Vizepräsidentin Petra Pau:
Kollege Frei, akzeptieren Sie eine Frage oder Bemerkung der Kollegin Hänsel?
Thorsten Frei (CDU/CSU):
Ja, gerne.
Heike Hänsel (DIE LINKE):
Danke, Frau Präsidentin. – Herr Frei, wir haben hier schon mehrfach über die Situation in Moria diskutiert. Darauf möchte ich auch noch mal hinweisen – etliche Kollegen haben es schon gesagt –: Wir reden hier seit Jahren über diese Situation. Ich bin auch regelmäßig dort. Wir haben Sie ständig gewarnt: So kann es nicht weitergehen.
Sie erkennen die Situation gar nicht. Sie sagen, dass es darum geht, dass die Menschen wieder ein Dach über dem Kopf haben usw. Die Menschen schlafen auf der Straße, und sie brauchen jetzt Unterstützung. Und ich kann Ihnen von meinem letzten Besuch sagen: Die griechische Inselbevölkerung auf Lesbos wird die Situation auch nicht mehr akzeptieren. Es werden dort bürgerkriegsähnliche Zustände herrschen. Alle Straßen sind blockiert. Sie erkennen die Dramatik dieser Situation überhaupt nicht. Sie müssen die Flüchtlinge, um deren Leib und Leben zu schützen, aus Lesbos, aus Moria rausholen. Das ist wirklich ein Appell! Das kann so nicht funktionieren.
(Beifall bei der LINKEN und dem BÜNDNIS 90/DIE GRÜNEN)
Abschließend möchte ich Sie fragen: Wie kann es sein, dass die Bundesregierung bei dem EU-Türkei-Deal vorangegangen ist – sie hat die Initiative ergriffen, diesen EU-Türkei-Deal entwickelt und als deutsche Initiative in die EU eingebracht –, aber jetzt nicht fähig ist, voranzugehen? Dieses System, das auf die Idee der Bundesregierung zurückgeht, ist gescheitert. Die Bundesregierung muss jetzt auch die Konsequenzen tragen und die Menschen hierherholen. Es ist aufgrund dieses EU-Türkei-Deals die Verantwortung der Bundesregierung.
(Beifall bei der LINKEN – Michael Kuffer [CDU/CSU]: Unverantwortliche Schaufensterpolitik!)

--- DATENTEIL ---
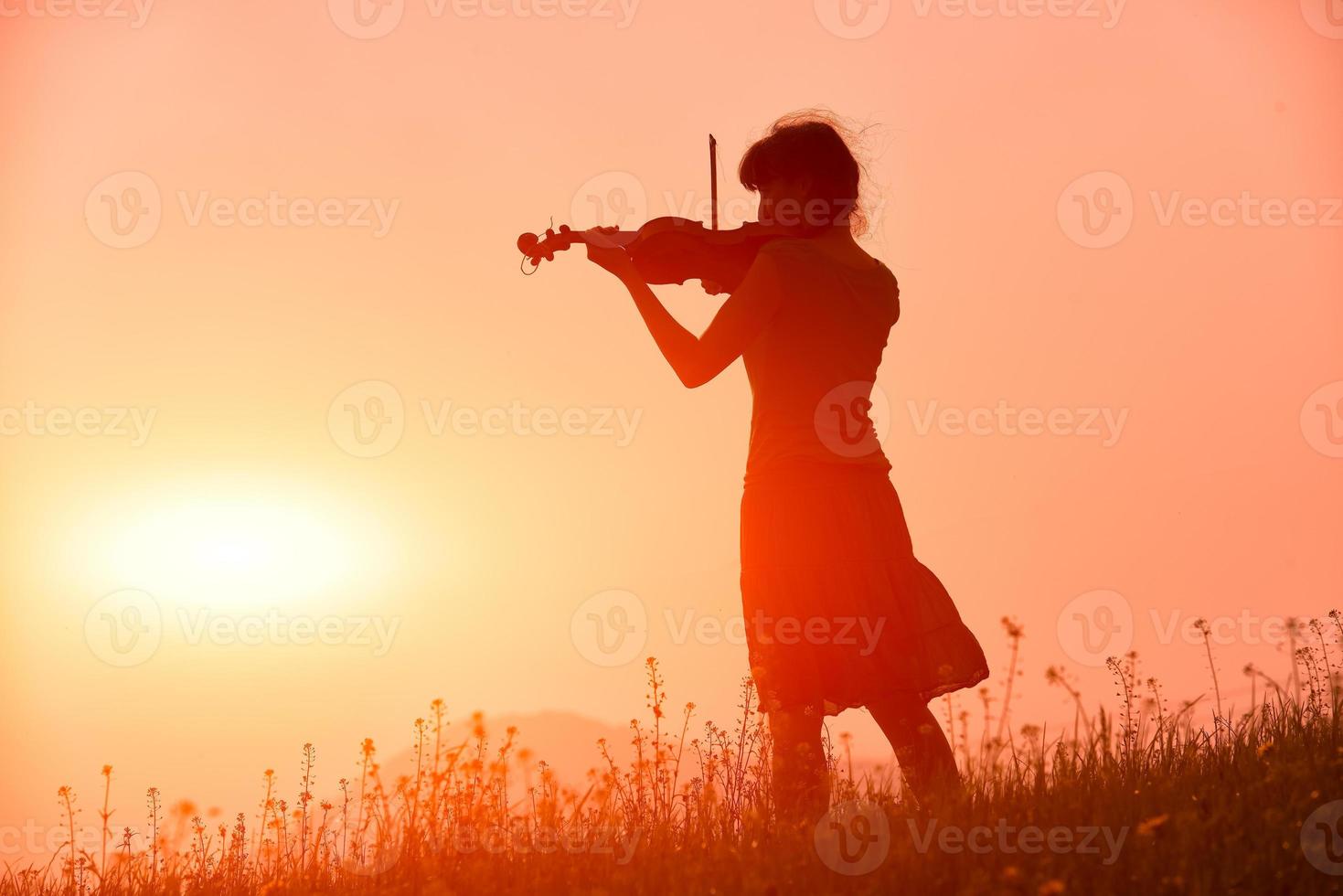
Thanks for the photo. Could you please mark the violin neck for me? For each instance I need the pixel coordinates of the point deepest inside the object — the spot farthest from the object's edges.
(613, 240)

--- AUFGABEN ---
1) Nenne alle Personen, die im Debattenauszug zu Moria mit vollem Namen vorkommen.
2) Führe den Debattenauszug zu Moria nach dem letzten Satz weiter.

--- LÖSUNGEN ZU AUFGABEN ---
1) Petra Pau, Thorsten Frei, Heike Hänsel, Michael Kuffer

2)
Thorsten Frei (CDU/CSU):
Frau Kollegin Hänsel, ich möchte Ihnen Folgendes sagen: Die Bundesrepublik Deutschland und auch die Europäische Union haben in den vergangenen Jahren enorm geholfen. Seit 2016 sind 2,6 Milliarden Euro europäisches Geld nach Griechenland geflossen.
(Matthias W. Birkwald [DIE LINKE]: Davon haben die Kinder, die jetzt in Moria auf der Straße schlafen müssen, gar nichts!)
Deutschland hat im Dezember Hilfe in Höhe von 1,6 Millionen Euro geleistet, im April 2,4 Millionen Euro. Wir haben in unterschiedlichen Bereichen geholfen, zeitweise waren zwei Drittel der EASO-Beamten in Griechenland Deutsche. Wir haben dabei geholfen, dass die Verfahren beschleunigt werden können; wir haben für Feldbetten, Zelte, Nahrungsmittel, Medikamente und vieles andere gesorgt, und das tun wir auch weiterhin.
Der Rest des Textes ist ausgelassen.